## WORK TASK
Begin at the line bearing "Could you spot the concrete structure". Transcribe it and all subsequent lines of the material below exactly, and nothing more.

EXERCISE INPUTS below:

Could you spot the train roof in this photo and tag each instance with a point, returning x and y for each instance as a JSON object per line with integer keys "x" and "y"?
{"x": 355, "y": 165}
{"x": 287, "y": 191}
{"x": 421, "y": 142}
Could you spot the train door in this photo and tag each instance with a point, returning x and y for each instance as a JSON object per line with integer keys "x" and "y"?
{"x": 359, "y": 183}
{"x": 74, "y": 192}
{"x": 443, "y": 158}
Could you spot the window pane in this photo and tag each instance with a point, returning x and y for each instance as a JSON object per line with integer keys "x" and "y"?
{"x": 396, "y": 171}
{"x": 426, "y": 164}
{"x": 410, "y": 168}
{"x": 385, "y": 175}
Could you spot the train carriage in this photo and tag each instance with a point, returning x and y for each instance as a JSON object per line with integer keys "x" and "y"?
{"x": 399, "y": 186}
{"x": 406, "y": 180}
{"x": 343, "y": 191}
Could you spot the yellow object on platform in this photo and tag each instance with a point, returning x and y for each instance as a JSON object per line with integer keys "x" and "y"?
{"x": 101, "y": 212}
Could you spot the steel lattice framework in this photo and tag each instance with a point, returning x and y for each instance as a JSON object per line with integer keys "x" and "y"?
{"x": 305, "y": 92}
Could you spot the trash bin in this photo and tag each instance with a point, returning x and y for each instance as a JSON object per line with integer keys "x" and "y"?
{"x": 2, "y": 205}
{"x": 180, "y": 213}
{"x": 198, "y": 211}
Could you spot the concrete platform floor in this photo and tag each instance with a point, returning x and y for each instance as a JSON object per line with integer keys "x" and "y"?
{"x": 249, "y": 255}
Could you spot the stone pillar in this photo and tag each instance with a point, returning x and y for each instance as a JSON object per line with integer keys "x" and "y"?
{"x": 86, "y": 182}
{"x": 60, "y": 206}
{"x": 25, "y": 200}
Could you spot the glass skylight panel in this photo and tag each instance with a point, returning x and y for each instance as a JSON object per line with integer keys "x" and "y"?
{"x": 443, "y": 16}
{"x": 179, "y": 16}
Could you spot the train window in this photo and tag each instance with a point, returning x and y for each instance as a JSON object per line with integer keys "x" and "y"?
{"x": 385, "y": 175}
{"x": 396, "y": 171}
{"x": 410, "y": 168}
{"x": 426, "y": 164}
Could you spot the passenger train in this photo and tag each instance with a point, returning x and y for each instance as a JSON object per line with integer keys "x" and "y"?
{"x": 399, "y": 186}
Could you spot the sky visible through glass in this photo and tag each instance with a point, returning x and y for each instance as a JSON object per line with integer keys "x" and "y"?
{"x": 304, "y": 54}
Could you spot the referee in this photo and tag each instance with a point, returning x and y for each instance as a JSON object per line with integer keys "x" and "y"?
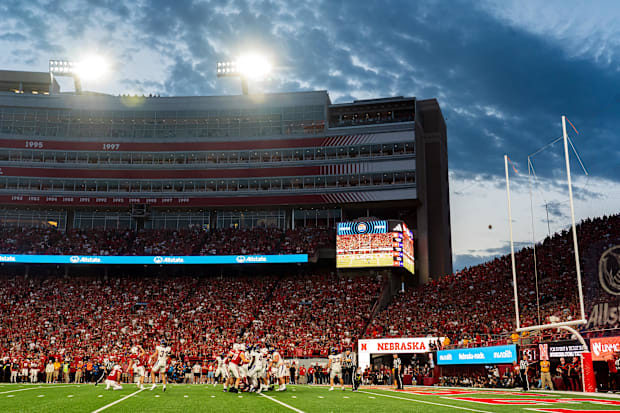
{"x": 398, "y": 372}
{"x": 523, "y": 368}
{"x": 347, "y": 367}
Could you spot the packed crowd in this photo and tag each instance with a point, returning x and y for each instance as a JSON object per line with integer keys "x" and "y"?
{"x": 484, "y": 310}
{"x": 87, "y": 316}
{"x": 190, "y": 241}
{"x": 308, "y": 314}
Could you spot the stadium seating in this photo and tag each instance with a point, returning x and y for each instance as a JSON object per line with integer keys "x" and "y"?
{"x": 190, "y": 241}
{"x": 301, "y": 314}
{"x": 80, "y": 317}
{"x": 475, "y": 305}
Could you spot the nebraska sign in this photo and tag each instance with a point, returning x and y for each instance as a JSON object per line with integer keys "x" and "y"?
{"x": 604, "y": 348}
{"x": 396, "y": 345}
{"x": 393, "y": 345}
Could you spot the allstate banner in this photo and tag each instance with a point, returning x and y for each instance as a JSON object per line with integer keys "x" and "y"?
{"x": 480, "y": 355}
{"x": 153, "y": 259}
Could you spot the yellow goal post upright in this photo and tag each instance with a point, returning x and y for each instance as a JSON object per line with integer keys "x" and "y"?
{"x": 588, "y": 382}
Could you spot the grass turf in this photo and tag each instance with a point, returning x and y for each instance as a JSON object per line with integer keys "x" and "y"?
{"x": 197, "y": 398}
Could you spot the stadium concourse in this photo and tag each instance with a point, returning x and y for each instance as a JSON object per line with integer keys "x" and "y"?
{"x": 191, "y": 241}
{"x": 301, "y": 311}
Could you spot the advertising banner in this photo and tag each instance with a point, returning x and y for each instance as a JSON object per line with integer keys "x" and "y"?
{"x": 604, "y": 348}
{"x": 480, "y": 355}
{"x": 393, "y": 346}
{"x": 150, "y": 259}
{"x": 566, "y": 349}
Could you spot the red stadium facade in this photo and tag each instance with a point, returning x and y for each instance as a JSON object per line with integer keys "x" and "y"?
{"x": 287, "y": 160}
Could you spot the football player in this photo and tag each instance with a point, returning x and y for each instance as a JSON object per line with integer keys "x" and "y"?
{"x": 334, "y": 366}
{"x": 162, "y": 352}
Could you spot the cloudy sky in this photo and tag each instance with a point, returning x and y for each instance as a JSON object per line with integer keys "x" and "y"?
{"x": 503, "y": 71}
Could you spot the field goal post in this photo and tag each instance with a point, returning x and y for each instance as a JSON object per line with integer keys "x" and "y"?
{"x": 587, "y": 377}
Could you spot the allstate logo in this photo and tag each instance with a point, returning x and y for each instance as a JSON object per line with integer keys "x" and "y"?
{"x": 609, "y": 270}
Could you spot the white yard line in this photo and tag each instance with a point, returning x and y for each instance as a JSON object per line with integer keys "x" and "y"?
{"x": 425, "y": 402}
{"x": 38, "y": 388}
{"x": 281, "y": 403}
{"x": 117, "y": 401}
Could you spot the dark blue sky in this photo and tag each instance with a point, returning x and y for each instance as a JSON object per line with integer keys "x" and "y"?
{"x": 503, "y": 71}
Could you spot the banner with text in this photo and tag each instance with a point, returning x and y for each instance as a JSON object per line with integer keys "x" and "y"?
{"x": 391, "y": 346}
{"x": 480, "y": 355}
{"x": 604, "y": 348}
{"x": 150, "y": 259}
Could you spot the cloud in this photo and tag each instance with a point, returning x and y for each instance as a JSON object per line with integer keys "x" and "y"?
{"x": 503, "y": 72}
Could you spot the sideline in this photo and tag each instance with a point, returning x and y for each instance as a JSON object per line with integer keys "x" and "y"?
{"x": 425, "y": 402}
{"x": 39, "y": 388}
{"x": 117, "y": 401}
{"x": 279, "y": 402}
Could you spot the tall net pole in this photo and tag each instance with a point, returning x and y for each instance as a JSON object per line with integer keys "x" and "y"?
{"x": 572, "y": 216}
{"x": 512, "y": 248}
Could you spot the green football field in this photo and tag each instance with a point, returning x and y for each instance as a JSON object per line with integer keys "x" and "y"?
{"x": 202, "y": 398}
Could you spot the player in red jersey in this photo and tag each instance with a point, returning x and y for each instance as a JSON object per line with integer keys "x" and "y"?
{"x": 138, "y": 361}
{"x": 237, "y": 358}
{"x": 114, "y": 378}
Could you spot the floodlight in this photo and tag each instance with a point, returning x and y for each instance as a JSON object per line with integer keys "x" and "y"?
{"x": 249, "y": 66}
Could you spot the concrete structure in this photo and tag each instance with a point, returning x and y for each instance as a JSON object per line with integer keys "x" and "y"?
{"x": 285, "y": 159}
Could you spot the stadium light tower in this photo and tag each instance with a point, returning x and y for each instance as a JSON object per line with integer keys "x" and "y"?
{"x": 91, "y": 68}
{"x": 66, "y": 68}
{"x": 250, "y": 66}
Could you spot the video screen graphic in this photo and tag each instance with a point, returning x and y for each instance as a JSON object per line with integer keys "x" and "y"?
{"x": 374, "y": 244}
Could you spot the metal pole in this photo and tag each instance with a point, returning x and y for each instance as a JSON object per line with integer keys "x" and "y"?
{"x": 512, "y": 248}
{"x": 533, "y": 238}
{"x": 572, "y": 216}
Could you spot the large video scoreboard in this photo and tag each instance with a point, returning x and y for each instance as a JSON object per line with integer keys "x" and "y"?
{"x": 387, "y": 243}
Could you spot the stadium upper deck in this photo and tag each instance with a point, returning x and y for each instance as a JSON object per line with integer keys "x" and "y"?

End of EXERCISE INPUTS.

## RESULT OF THE TASK
Could you spot the concrete structure in this photo and tag each instance with a point, returning x and y for each instance as a JSON object per line with integer keys "x" and "y"?
{"x": 285, "y": 159}
Could you spot the stadium light tower in this photo and tag each instance with a point, returning x and y for each instance as a JSON object per line with integer keys "x" and "y"?
{"x": 91, "y": 68}
{"x": 66, "y": 68}
{"x": 250, "y": 66}
Could you spot the video screen graphic in this photo and tag each instance with a point, returning x and y for each instance as a JSON object per line with integer keys "x" and "y"?
{"x": 374, "y": 244}
Could you spot the metal pole in this photo and tag each instance with a point, returning x and y for each instance as a JSON object per line with integer keys "x" and "y"?
{"x": 512, "y": 248}
{"x": 533, "y": 238}
{"x": 572, "y": 216}
Could you spot the large video scoreboard in this photo and tag each instance with a point, returning x and y for each instance as a JSON object per line with integer keys "x" and "y"?
{"x": 387, "y": 243}
Could you spot the stadium upper deck in this photo and tag each instance with a point, returning x and y for each instance as a JSON object per line with integer keys "x" and "y"?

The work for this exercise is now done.